__TEXTE CITÉ__
Plus je vois chaque dame être moins belle qu’Elle,
et plus croît le désir qui m’énamoure !


Il lui doit avant tout un hommage d’âme, car l’amour a pour premier effet de pousser les amants vers l’honneur et la gloire. Nous ne sommes pas loin des jours de la chevalerie. L’amant fête comme par un culte la naissance de sa flamme :


O mon cœur, lu dois bien rendre grâce,
toi qui fus jugé digne, alors, d’un tel honneur !


Tout bien lui vient de sa dame et tout d’abord cette « grâce généreuse, » qui le pousse au ciel, « par un droit sentier. » — Il marche, plein de son amour, « fier de son espérance. »

Pour justifier cette espérance et cet honneur, il voudra s’ingénier à peindre point par point la beauté unique de Madame. C’est là qu’il se révèle poète et peintre, incroyablement. Car il faut un grand art pour donner quelque individualité à la description de la beauté féminine. On a souvent remarqué combien aisément elle tombe dans les redites et la banalité. Ces traits, ces yeux, cette bouche, ces cheveux, ces membres harmonieux, dont la vue à travers tous les âges a enivré l’âme de l’homme, ils supportent mal la description. Quand on en a lu une, il semble qu’on en lit une autre, et il faut bien l’avouer. Mais Pétrarque ne décrit pas ainsi.

__VOTRE TÂCHE__
Recopiez mot pour mot un morceau du passage sur Pétrarque. Commencez aux mots « Tout bien lui » et arrêtez-vous après « décrit pas ainsi. ».

__ENTRÉES FOURNIES__
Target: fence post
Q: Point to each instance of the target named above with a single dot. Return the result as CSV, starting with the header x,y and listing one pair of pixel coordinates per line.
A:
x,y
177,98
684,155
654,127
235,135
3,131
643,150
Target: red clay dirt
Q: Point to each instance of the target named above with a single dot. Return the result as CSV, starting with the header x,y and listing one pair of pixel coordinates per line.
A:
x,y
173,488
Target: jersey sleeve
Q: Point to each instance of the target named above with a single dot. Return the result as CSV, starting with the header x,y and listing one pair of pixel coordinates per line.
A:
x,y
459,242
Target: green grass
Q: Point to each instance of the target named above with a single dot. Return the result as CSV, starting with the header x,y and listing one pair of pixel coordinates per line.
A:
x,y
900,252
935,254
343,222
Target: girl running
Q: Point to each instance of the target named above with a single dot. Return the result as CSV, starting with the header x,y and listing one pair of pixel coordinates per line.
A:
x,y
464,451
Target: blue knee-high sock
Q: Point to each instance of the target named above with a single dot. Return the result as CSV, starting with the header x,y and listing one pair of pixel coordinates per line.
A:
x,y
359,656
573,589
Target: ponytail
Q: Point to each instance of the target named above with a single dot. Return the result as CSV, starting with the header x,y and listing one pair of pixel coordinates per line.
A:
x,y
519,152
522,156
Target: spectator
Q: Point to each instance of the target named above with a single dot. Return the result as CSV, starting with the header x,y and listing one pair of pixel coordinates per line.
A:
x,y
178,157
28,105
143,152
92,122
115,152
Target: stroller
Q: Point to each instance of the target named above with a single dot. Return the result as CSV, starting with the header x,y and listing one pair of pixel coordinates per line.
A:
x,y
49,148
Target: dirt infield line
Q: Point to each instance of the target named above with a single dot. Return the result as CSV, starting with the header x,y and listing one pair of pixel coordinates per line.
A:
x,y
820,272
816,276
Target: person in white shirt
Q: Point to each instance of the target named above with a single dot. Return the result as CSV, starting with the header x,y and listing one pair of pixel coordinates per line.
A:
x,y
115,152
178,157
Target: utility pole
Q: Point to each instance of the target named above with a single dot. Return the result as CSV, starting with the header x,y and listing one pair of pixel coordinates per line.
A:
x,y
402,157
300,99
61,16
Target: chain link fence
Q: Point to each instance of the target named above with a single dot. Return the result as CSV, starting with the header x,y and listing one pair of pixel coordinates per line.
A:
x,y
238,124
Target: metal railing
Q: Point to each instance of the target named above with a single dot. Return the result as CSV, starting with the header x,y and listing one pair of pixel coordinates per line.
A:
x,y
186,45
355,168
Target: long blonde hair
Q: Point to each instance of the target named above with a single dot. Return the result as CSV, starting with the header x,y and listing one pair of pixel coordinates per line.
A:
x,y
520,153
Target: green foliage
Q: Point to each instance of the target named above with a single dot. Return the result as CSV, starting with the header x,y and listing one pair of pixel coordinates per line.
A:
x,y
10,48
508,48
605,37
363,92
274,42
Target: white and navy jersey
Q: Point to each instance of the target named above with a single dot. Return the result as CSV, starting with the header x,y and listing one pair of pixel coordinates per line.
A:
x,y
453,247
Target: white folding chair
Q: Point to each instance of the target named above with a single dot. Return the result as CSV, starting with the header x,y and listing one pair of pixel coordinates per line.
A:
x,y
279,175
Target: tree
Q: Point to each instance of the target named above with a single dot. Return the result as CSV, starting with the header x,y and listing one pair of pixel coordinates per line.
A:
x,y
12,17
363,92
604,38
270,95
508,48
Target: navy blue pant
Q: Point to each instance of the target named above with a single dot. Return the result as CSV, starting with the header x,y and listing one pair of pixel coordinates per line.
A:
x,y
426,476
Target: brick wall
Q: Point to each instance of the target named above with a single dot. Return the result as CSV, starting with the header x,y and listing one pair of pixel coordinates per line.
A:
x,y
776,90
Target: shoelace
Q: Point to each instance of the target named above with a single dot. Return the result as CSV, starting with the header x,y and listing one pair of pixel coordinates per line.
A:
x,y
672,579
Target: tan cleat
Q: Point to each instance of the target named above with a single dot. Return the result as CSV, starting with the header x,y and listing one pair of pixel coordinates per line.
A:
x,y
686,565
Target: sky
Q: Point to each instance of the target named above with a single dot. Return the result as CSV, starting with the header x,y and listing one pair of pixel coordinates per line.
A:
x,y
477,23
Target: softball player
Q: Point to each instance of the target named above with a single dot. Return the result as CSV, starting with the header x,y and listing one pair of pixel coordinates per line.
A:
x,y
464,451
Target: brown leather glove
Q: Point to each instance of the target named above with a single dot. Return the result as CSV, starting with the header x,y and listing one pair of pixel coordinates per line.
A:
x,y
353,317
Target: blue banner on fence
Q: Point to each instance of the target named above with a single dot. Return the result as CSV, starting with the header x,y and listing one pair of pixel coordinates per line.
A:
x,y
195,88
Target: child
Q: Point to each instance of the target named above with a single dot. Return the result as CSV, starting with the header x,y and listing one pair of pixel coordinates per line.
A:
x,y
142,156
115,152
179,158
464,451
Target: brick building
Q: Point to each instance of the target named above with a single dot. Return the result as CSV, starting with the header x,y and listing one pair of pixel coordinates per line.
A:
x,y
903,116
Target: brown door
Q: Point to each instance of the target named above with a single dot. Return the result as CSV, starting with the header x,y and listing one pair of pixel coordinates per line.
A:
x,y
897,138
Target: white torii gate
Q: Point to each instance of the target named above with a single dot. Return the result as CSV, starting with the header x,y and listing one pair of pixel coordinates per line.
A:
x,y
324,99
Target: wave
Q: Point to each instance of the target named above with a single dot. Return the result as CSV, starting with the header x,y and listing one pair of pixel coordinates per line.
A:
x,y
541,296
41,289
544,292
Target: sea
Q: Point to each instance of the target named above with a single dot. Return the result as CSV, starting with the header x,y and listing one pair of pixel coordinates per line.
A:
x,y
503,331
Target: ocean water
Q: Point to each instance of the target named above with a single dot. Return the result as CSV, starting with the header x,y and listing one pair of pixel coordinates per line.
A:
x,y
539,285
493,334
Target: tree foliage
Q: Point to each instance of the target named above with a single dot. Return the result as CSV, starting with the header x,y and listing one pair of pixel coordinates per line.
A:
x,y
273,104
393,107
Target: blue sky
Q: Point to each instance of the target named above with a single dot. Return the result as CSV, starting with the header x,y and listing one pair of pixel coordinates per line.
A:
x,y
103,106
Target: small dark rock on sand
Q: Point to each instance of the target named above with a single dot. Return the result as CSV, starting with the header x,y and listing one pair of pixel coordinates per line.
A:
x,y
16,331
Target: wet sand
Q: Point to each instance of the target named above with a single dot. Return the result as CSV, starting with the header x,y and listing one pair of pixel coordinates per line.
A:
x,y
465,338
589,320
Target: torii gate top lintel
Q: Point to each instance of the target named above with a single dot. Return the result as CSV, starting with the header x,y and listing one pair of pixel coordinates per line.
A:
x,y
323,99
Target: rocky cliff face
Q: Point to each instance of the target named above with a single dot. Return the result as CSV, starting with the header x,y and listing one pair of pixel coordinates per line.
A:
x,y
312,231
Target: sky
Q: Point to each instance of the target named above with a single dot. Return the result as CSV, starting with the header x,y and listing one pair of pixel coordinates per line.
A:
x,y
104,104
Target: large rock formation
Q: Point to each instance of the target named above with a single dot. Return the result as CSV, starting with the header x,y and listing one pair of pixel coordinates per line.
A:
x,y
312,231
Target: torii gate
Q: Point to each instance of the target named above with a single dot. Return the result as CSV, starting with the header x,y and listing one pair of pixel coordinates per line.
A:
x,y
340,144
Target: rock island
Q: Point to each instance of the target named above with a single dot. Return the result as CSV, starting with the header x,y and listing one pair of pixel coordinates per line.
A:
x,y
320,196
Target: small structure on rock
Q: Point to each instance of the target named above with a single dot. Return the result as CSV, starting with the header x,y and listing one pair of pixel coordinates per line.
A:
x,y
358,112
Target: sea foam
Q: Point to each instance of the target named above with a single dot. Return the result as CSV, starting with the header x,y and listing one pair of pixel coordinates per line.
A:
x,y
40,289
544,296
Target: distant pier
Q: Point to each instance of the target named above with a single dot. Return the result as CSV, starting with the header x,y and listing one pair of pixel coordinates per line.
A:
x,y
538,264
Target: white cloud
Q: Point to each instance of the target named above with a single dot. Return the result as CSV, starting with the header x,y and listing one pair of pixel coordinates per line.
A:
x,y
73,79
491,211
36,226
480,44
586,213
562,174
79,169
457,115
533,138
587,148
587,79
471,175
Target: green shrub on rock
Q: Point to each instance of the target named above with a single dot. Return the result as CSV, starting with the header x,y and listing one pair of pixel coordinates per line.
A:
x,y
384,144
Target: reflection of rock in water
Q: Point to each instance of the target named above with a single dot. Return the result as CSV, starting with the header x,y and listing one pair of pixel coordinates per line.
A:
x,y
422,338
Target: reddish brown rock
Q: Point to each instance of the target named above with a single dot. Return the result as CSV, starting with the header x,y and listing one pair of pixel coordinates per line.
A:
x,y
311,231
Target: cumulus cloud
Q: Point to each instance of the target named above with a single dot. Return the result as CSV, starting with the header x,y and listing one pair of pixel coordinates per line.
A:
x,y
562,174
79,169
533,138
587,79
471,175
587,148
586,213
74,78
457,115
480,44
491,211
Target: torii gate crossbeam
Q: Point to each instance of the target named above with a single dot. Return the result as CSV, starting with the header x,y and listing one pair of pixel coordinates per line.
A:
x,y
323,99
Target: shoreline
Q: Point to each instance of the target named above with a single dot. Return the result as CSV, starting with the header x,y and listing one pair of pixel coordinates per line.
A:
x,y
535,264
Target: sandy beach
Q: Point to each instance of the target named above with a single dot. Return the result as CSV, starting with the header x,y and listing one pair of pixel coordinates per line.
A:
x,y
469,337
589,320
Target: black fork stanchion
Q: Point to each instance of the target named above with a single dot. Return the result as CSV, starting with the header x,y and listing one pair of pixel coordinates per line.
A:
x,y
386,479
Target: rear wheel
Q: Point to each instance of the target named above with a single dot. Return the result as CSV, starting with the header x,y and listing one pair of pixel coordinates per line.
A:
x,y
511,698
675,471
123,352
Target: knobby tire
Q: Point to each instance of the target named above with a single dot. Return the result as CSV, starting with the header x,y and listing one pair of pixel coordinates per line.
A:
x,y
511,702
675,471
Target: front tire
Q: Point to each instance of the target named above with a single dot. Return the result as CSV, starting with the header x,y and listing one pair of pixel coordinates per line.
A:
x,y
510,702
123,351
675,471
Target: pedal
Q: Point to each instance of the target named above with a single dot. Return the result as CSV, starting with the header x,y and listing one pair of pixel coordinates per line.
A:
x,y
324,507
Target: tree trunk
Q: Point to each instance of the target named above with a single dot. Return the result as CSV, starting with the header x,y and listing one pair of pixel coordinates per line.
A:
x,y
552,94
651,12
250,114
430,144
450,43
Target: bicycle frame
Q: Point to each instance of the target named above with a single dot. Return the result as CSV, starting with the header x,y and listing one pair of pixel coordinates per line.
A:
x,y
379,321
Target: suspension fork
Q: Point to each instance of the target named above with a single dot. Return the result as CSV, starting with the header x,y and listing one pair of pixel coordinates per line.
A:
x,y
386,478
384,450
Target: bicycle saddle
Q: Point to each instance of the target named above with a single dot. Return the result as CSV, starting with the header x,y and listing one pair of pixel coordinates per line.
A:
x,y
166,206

__RÉPONSE ATTENDUE__
Tout bien lui vient de sa dame et tout d’abord cette « grâce généreuse, » qui le pousse au ciel, « par un droit sentier. » — Il marche, plein de son amour, « fier de son espérance. »

Pour justifier cette espérance et cet honneur, il voudra s’ingénier à peindre point par point la beauté unique de Madame. C’est là qu’il se révèle poète et peintre, incroyablement. Car il faut un grand art pour donner quelque individualité à la description de la beauté féminine. On a souvent remarqué combien aisément elle tombe dans les redites et la banalité. Ces traits, ces yeux, cette bouche, ces cheveux, ces membres harmonieux, dont la vue à travers tous les âges a enivré l’âme de l’homme, ils supportent mal la description. Quand on en a lu une, il semble qu’on en lit une autre, et il faut bien l’avouer. Mais Pétrarque ne décrit pas ainsi.